- WHAT THE TASK REQUIRES -
Can you turn the lines of the items below into a numbered list, skipping blank lines and leaving out the pictures?

- DATA LINES -
START
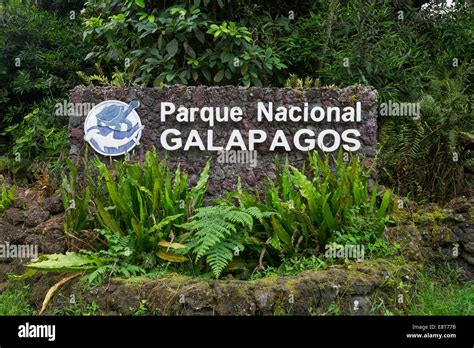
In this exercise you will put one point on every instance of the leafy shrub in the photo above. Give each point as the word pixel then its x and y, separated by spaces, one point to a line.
pixel 41 135
pixel 176 45
pixel 6 199
pixel 145 201
pixel 430 157
pixel 220 232
pixel 39 56
pixel 310 208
END
- TASK ANSWER -
1. In this exercise you will put one point on every instance of the leafy shrub in the photo above. Give each point as the word pixel then its x and y, separated by spaces, one point to a line.
2. pixel 41 135
3. pixel 176 45
4. pixel 6 199
5. pixel 145 201
6. pixel 430 157
7. pixel 220 232
8. pixel 39 56
9. pixel 310 208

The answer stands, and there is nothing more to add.